▼
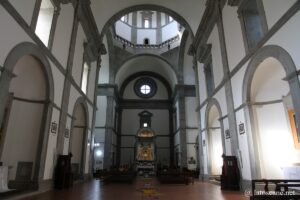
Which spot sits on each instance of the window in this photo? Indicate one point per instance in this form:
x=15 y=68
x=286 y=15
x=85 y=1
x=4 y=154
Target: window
x=146 y=41
x=146 y=23
x=124 y=18
x=145 y=119
x=85 y=75
x=44 y=21
x=145 y=87
x=252 y=23
x=210 y=85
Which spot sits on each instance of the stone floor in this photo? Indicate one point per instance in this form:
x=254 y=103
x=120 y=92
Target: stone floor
x=142 y=189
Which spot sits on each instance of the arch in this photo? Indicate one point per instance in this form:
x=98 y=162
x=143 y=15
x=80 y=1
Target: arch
x=19 y=51
x=80 y=104
x=168 y=11
x=274 y=51
x=26 y=48
x=168 y=73
x=213 y=103
x=286 y=61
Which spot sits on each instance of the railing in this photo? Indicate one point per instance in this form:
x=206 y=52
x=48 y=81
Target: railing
x=281 y=189
x=127 y=43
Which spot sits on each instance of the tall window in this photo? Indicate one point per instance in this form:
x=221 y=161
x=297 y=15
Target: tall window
x=210 y=85
x=252 y=23
x=44 y=22
x=146 y=23
x=85 y=75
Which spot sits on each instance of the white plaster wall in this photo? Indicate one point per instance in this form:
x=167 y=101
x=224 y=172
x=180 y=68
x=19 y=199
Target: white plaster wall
x=51 y=147
x=216 y=56
x=233 y=36
x=163 y=156
x=190 y=10
x=202 y=87
x=243 y=155
x=291 y=43
x=275 y=9
x=123 y=30
x=24 y=8
x=58 y=80
x=25 y=122
x=87 y=153
x=78 y=55
x=127 y=155
x=92 y=82
x=66 y=148
x=77 y=144
x=101 y=112
x=191 y=114
x=128 y=141
x=146 y=33
x=62 y=36
x=104 y=70
x=169 y=31
x=228 y=140
x=188 y=71
x=11 y=35
x=74 y=95
x=131 y=121
x=205 y=158
x=221 y=98
x=237 y=86
x=161 y=92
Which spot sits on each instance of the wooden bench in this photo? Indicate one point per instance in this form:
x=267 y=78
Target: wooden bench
x=282 y=189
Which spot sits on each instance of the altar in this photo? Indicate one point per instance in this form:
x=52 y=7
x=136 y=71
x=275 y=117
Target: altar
x=145 y=154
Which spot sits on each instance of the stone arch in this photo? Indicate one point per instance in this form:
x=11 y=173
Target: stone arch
x=20 y=51
x=83 y=129
x=213 y=103
x=286 y=61
x=170 y=12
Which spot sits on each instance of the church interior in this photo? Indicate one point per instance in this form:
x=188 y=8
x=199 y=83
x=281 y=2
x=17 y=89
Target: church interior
x=195 y=99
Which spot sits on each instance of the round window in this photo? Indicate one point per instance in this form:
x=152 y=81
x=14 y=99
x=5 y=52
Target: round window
x=145 y=87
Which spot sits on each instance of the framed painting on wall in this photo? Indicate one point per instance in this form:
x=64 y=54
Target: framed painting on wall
x=294 y=128
x=53 y=127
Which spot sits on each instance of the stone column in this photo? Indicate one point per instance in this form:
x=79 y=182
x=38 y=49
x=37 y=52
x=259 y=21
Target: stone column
x=67 y=85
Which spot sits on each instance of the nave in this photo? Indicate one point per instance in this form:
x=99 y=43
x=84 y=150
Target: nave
x=95 y=190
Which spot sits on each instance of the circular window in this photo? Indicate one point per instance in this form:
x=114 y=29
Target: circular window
x=145 y=87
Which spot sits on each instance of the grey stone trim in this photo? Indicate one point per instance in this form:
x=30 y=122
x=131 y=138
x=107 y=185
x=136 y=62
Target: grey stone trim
x=134 y=30
x=81 y=102
x=14 y=55
x=233 y=2
x=262 y=16
x=67 y=86
x=35 y=14
x=158 y=30
x=12 y=11
x=212 y=102
x=289 y=66
x=144 y=104
x=108 y=133
x=228 y=91
x=287 y=16
x=149 y=74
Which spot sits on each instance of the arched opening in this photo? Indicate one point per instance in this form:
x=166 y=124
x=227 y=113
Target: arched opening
x=215 y=148
x=78 y=140
x=269 y=95
x=25 y=121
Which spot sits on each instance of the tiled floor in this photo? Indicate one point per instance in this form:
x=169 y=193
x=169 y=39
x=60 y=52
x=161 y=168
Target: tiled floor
x=142 y=189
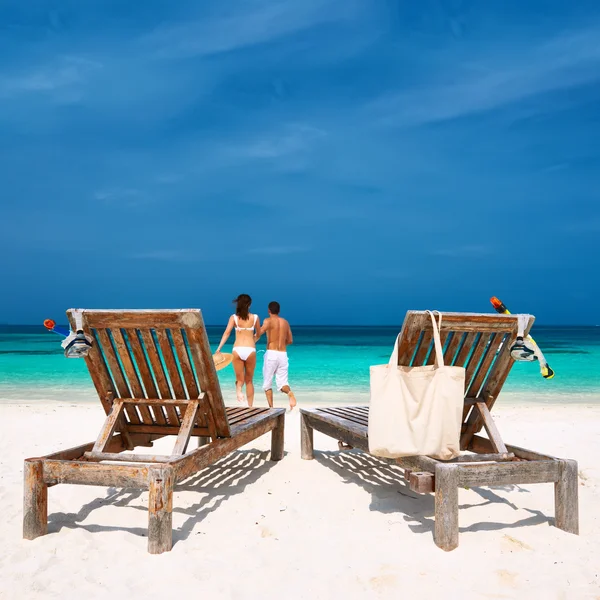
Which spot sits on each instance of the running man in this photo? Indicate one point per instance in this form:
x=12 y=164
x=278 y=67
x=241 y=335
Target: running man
x=279 y=337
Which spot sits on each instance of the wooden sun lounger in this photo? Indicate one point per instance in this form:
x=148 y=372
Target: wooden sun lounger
x=154 y=374
x=480 y=343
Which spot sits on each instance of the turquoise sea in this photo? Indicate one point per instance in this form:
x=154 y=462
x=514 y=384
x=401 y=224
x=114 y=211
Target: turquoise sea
x=327 y=364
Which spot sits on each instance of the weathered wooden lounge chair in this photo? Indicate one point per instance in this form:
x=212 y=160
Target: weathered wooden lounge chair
x=480 y=343
x=155 y=377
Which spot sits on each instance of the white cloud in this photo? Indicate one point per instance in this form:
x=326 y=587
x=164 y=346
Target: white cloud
x=278 y=250
x=472 y=251
x=291 y=139
x=62 y=73
x=239 y=27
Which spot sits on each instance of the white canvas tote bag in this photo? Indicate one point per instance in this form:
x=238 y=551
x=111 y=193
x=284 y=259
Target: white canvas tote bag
x=416 y=410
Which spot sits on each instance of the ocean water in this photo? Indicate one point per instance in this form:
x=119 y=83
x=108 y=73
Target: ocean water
x=327 y=364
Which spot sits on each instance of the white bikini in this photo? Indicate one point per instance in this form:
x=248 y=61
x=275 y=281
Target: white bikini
x=244 y=351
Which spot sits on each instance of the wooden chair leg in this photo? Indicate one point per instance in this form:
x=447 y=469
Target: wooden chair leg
x=566 y=502
x=160 y=510
x=446 y=507
x=35 y=500
x=306 y=439
x=277 y=439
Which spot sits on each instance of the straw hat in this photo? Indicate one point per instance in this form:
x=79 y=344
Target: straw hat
x=221 y=360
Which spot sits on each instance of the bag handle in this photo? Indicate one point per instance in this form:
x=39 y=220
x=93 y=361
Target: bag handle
x=394 y=357
x=439 y=351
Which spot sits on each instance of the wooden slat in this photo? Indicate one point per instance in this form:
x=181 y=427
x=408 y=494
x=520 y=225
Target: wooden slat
x=465 y=349
x=187 y=422
x=502 y=366
x=210 y=453
x=478 y=322
x=90 y=473
x=139 y=319
x=481 y=444
x=110 y=425
x=490 y=427
x=120 y=383
x=128 y=457
x=338 y=429
x=207 y=375
x=184 y=362
x=207 y=415
x=343 y=414
x=489 y=357
x=244 y=414
x=475 y=359
x=450 y=351
x=113 y=363
x=133 y=380
x=162 y=430
x=159 y=374
x=171 y=364
x=155 y=362
x=145 y=373
x=357 y=411
x=522 y=472
x=492 y=457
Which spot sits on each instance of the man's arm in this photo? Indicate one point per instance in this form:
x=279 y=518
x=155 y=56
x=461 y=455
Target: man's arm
x=265 y=327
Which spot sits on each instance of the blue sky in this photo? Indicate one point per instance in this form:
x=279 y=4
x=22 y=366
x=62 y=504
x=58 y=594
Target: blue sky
x=349 y=158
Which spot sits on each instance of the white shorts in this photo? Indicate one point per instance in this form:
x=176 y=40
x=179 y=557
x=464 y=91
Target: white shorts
x=276 y=363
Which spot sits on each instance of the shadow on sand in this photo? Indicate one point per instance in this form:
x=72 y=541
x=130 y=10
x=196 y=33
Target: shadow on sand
x=390 y=494
x=215 y=484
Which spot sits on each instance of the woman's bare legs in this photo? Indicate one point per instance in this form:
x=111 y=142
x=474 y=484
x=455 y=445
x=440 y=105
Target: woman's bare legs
x=238 y=367
x=249 y=378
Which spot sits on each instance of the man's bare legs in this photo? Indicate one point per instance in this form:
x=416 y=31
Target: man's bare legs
x=238 y=367
x=249 y=377
x=288 y=391
x=269 y=394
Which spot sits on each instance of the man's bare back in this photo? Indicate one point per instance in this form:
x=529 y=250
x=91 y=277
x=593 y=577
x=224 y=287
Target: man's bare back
x=279 y=333
x=279 y=337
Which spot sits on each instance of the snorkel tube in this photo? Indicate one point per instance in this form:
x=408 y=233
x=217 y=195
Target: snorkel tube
x=76 y=343
x=51 y=325
x=524 y=348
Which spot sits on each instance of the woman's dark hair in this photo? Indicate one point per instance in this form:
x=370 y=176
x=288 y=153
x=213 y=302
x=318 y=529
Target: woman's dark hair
x=242 y=306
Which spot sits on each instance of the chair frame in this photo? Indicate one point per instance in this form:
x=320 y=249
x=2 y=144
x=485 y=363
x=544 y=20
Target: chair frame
x=481 y=343
x=149 y=354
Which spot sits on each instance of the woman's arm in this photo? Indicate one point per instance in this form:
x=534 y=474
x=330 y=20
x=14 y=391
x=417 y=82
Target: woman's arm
x=225 y=335
x=257 y=331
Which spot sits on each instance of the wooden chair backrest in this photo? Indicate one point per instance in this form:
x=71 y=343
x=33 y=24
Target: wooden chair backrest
x=152 y=354
x=478 y=342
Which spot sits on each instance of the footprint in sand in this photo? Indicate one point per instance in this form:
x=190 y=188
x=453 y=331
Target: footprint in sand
x=385 y=579
x=515 y=544
x=507 y=577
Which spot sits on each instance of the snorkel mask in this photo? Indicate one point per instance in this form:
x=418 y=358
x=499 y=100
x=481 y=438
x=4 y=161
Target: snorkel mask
x=525 y=349
x=77 y=344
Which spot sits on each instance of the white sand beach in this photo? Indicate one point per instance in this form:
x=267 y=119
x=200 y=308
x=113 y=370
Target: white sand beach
x=340 y=526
▲
__Task directions__
Taking the entries above, restate exactly those lines that fall between the line with "Which spot sits on each instance of the man's arm" and the line with "Which spot sits on each instance of the blue", keeping both of those lines too.

__Worked solution__
Which spot sits on each instance of the man's arm in this photo? Indicate one point per instance in this form:
x=279 y=518
x=155 y=56
x=461 y=455
Target: man's arm
x=265 y=327
Which spot sits on each instance of the blue sky in this photo? Indicate one point per instance in this form:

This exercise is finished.